• **Task statement**:
Please copy all of the records below word for word, leaving the pictures out of your copy.

━━━ Record set

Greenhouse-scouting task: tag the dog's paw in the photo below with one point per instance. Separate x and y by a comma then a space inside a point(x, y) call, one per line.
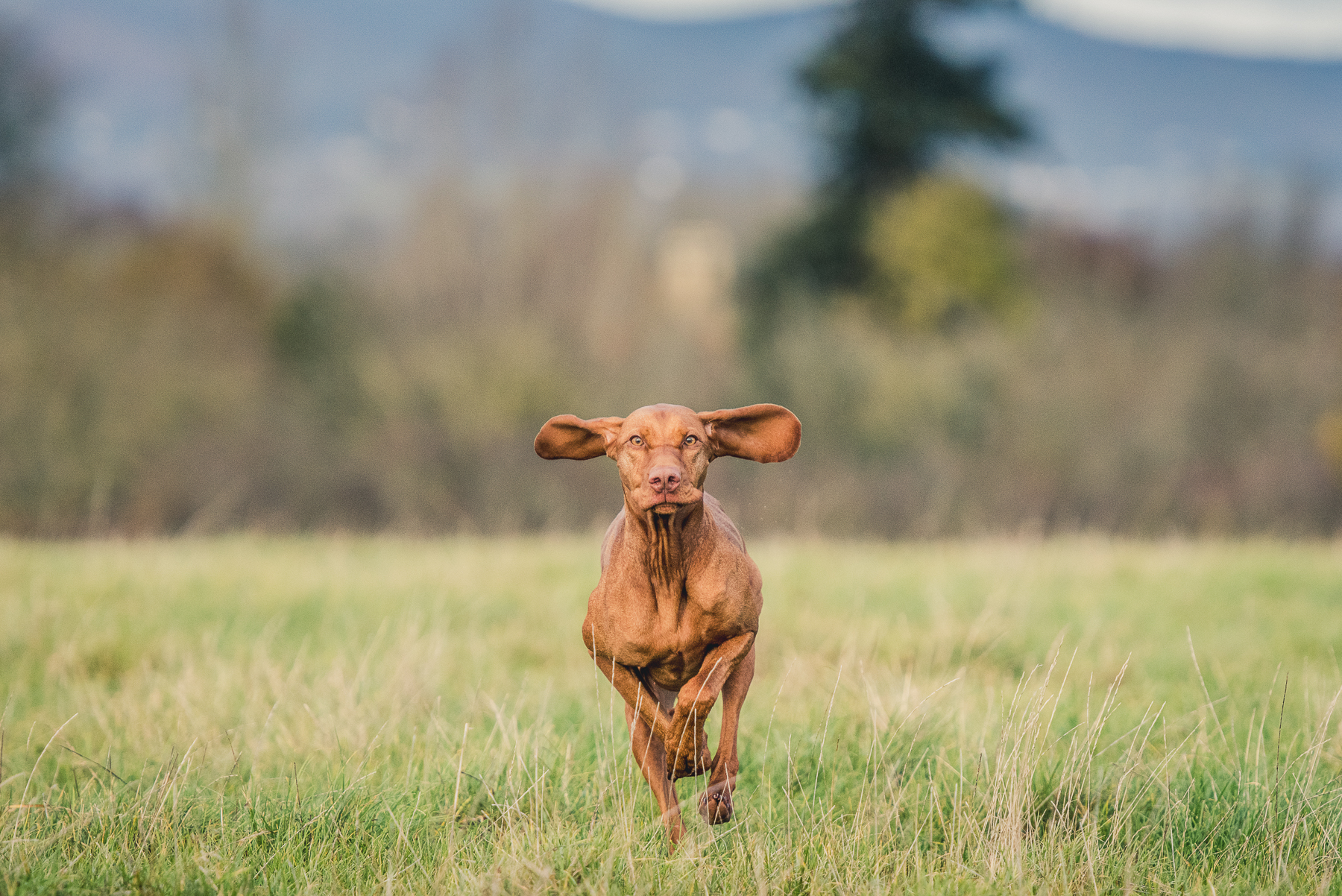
point(716, 805)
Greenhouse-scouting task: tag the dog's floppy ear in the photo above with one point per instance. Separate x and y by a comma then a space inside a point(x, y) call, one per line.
point(766, 434)
point(568, 436)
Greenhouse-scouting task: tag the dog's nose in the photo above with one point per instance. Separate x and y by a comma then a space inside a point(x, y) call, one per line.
point(664, 479)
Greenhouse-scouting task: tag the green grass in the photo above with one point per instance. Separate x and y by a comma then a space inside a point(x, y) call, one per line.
point(359, 715)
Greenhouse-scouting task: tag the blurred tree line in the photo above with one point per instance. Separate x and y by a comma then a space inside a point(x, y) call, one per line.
point(957, 369)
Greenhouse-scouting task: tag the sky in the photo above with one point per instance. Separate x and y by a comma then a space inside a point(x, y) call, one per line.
point(1147, 113)
point(1263, 28)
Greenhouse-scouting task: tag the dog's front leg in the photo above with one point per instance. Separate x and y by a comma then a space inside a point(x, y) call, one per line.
point(687, 748)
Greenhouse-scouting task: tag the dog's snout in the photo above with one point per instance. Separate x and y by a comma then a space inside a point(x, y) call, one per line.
point(664, 479)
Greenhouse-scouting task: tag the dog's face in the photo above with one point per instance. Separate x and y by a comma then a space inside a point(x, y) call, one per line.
point(664, 454)
point(664, 451)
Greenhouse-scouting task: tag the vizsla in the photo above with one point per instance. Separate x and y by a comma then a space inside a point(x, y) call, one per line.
point(674, 617)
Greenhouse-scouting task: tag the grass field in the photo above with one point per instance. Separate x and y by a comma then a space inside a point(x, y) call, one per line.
point(379, 715)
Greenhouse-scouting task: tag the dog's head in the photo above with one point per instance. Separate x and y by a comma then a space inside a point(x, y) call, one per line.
point(664, 451)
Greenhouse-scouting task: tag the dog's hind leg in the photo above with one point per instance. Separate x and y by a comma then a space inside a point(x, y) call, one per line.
point(716, 804)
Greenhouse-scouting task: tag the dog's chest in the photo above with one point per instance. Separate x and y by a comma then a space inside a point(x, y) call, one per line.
point(664, 628)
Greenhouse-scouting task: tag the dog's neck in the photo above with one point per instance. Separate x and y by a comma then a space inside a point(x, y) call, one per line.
point(669, 541)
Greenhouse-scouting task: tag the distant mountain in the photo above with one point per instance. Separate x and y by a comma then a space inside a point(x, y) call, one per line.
point(1127, 134)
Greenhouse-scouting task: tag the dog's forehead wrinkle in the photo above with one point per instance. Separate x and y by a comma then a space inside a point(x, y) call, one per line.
point(664, 421)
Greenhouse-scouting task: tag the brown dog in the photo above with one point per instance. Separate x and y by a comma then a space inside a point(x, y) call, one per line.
point(674, 619)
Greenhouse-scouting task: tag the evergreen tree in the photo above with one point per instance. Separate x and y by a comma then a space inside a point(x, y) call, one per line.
point(890, 102)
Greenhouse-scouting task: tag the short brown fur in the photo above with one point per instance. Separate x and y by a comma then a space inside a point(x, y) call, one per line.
point(674, 617)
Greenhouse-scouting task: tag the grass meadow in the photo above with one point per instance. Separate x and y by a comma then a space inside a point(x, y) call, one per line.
point(389, 715)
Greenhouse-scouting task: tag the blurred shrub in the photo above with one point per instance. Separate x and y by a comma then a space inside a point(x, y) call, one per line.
point(942, 250)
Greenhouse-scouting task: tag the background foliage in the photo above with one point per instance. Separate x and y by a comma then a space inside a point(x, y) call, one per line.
point(986, 373)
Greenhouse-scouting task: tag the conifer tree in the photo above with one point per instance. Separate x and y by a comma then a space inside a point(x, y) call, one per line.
point(889, 102)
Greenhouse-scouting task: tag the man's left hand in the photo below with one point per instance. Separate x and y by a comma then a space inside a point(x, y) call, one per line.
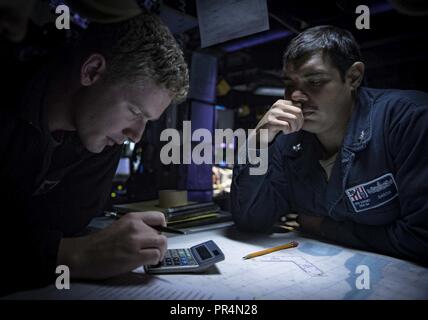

━━━━━━

• **Output of the task**:
Greenhouse-scouting task: tag the dog's paw in the photo below with one point per instance. Separate x and y by a comma then a space inside a point(x, y) call, one per line.
point(716, 805)
Greenhouse-scouting task: tag the dog's floppy ear in the photo above with one point per instance. Separate x and y by a comma then a space inside a point(x, y) call, one per line.
point(766, 434)
point(568, 436)
Greenhouse-scouting task: tag the dog's nose in the photo above with one point per instance. Separate x and y by a comma then a space inside a point(x, y) call, one per line.
point(664, 479)
Greenhouse-scouting task: tag the green grass in the photo above with one point per instance. Separate x and y by a comma then a space inside a point(x, y) call, one per line.
point(359, 715)
Greenhouse-scouting task: tag the blurred tree line in the photo above with one point per instance. Separate x and y by a comma then a space inside a point(x, y) call, one per line.
point(957, 369)
Greenhouse-scouting task: tag the sky in the photo above with one point per instance. Separate x and y by a comma then a space inside a point(x, y) call, one per line.
point(1147, 113)
point(1263, 28)
Greenhouse-scouting task: tag the dog's front leg in the photo above with one point per instance. Separate x and y by a comma then a space inside a point(x, y) call, one per line.
point(687, 748)
Greenhouse-scouting task: tag the dog's snout in the photo above with one point per instance. Separate x and y by a comma then a space inside a point(x, y) call, one per line.
point(664, 479)
Greenhouse-scouting task: tag the dog's face in the photo above with one point per instance. Separate x and y by a comma then a space inside a point(x, y) call, one per line.
point(664, 454)
point(664, 451)
Greenhouse-scouting task: tag the vizsla in the photo above with one point per instance. Separate x and y by a comma then a space inside a point(x, y) call, one per line.
point(674, 617)
Greenhouse-scouting task: tag the grass field in the photo above with one point per instance. Separate x and y by a comma then a space inside a point(x, y) call, one per line.
point(379, 715)
Greenhouse-scouting task: tag the dog's head in the photo above with one point per instance. Separate x and y by a comma then a space inside a point(x, y) call, one per line.
point(664, 451)
Greenhouse-scouting task: tag the dog's hind leg in the photo above with one point per instance. Separate x and y by a comma then a space inside a point(x, y) call, one per line.
point(716, 804)
Greenhouse-scouting task: tag the dog's chest in the photo above with one point per instance. Separate x and y by a comma then a space inside a point(x, y) call, one per line.
point(664, 628)
Greenhouse-scouting task: tag the dog's neck in the photo above with one point per instance. Separate x and y by a comma then a space inside a point(x, y) call, one per line.
point(669, 541)
Greenhouse-scouting task: tag the distant mountain in the photo above with one point per instance. Separate x and y by a comma then a space inside a point(x, y) call, one per line.
point(1127, 134)
Greenhouse-scouting task: tag the dog's forehead wrinkle in the photo above with one point per instance. Separate x and y by a comma then a space inside a point(x, y) call, one per line.
point(664, 421)
Greenhouse-scouting task: tag the brown dog in the photo above with one point per instance. Separate x and y by a comma then a space inside a point(x, y) call, one per line.
point(674, 619)
Greenhouse-scouting task: tag the evergreen tree in the photo above with one point per instance. Separate x and y by a comma then a space inside a point(x, y) call, one per line.
point(890, 102)
Greenhouse-scouting task: tag the short brown fur in the photo above with one point per instance. Separate x and y by a comma then a space inside a point(x, y) call, one per line.
point(674, 617)
Greenhouse-scouting task: tag the grass meadow in the photo above with one point per instance. Separate x and y by a comma then a space inside a point(x, y) call, one per line.
point(389, 715)
Greenhouse-scouting task: tag the blurred shrub in the photo above with one point per instance. Separate x and y by a comma then a space inside a point(x, y) call, one per line.
point(942, 250)
Greenhouse-scouting task: tag the background foliage in the photo above with one point per instance. Separate x and y by a comma then a space inside a point(x, y) call, one per line.
point(986, 373)
Greenhouse-scouting task: tag the conifer tree in the photo above with one point per instance. Separate x and y by a comma then a space inside a point(x, y) call, one per line.
point(889, 102)
Greenhouse-scouting task: tag the man's left hand in the photo below with one point per instance. Separate x and y by a comma then a space inside a point(x, y) call, one per line.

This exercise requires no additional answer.